• **What to produce**:
State how many lines of the rows below contain the string "logo", giving only the number.

::: Task inputs

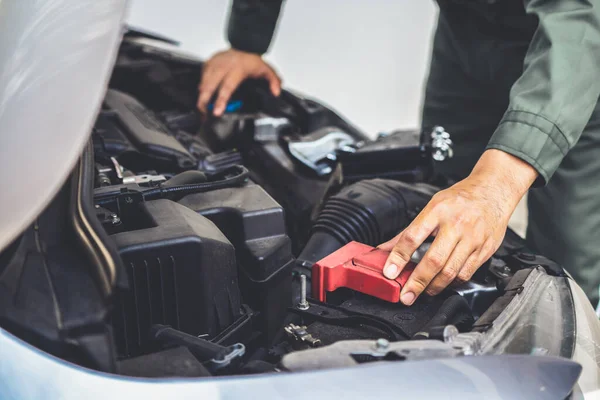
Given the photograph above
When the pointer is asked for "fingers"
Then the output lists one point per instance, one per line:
(211, 79)
(228, 85)
(408, 242)
(434, 261)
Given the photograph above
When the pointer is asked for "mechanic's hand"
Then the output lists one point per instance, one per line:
(226, 70)
(468, 221)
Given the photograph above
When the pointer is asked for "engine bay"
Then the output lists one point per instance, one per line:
(217, 224)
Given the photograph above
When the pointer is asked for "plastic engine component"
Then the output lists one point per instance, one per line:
(255, 224)
(370, 212)
(125, 128)
(398, 155)
(359, 267)
(182, 272)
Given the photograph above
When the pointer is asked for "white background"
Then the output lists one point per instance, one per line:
(366, 58)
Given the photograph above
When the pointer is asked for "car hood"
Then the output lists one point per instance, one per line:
(55, 60)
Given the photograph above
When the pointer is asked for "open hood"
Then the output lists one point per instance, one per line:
(55, 60)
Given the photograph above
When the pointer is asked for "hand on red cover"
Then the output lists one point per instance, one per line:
(468, 221)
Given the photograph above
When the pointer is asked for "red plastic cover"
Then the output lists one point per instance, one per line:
(359, 267)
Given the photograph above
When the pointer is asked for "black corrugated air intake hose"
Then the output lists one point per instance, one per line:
(370, 211)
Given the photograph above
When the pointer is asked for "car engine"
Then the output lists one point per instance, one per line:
(217, 224)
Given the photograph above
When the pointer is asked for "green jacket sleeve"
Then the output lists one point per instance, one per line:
(552, 101)
(252, 24)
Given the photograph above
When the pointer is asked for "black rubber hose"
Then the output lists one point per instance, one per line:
(240, 177)
(370, 211)
(454, 309)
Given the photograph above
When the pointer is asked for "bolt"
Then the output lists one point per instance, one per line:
(303, 305)
(382, 345)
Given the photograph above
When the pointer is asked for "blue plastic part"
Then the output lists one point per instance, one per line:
(232, 106)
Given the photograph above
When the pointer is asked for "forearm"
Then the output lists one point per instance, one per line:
(504, 176)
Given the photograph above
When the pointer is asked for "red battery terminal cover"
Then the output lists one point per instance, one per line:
(359, 267)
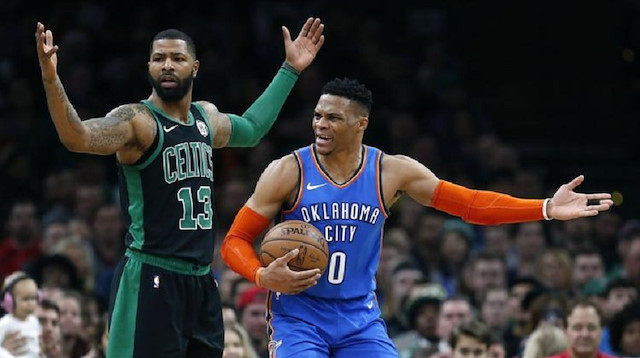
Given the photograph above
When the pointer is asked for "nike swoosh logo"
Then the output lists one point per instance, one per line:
(167, 130)
(311, 187)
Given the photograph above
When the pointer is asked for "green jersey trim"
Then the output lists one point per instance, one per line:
(169, 263)
(158, 146)
(136, 205)
(125, 311)
(206, 120)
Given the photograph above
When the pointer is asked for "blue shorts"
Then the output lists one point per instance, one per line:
(307, 326)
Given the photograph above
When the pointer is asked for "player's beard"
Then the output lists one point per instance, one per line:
(173, 94)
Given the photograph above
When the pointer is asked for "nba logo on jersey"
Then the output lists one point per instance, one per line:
(202, 127)
(273, 346)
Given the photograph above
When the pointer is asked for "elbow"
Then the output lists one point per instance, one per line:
(74, 145)
(70, 145)
(224, 250)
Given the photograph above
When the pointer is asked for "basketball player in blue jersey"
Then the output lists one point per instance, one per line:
(345, 189)
(164, 301)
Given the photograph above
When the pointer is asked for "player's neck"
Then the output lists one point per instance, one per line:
(341, 165)
(178, 110)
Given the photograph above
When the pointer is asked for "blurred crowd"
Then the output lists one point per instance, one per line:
(62, 219)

::::::

• **The answer**:
2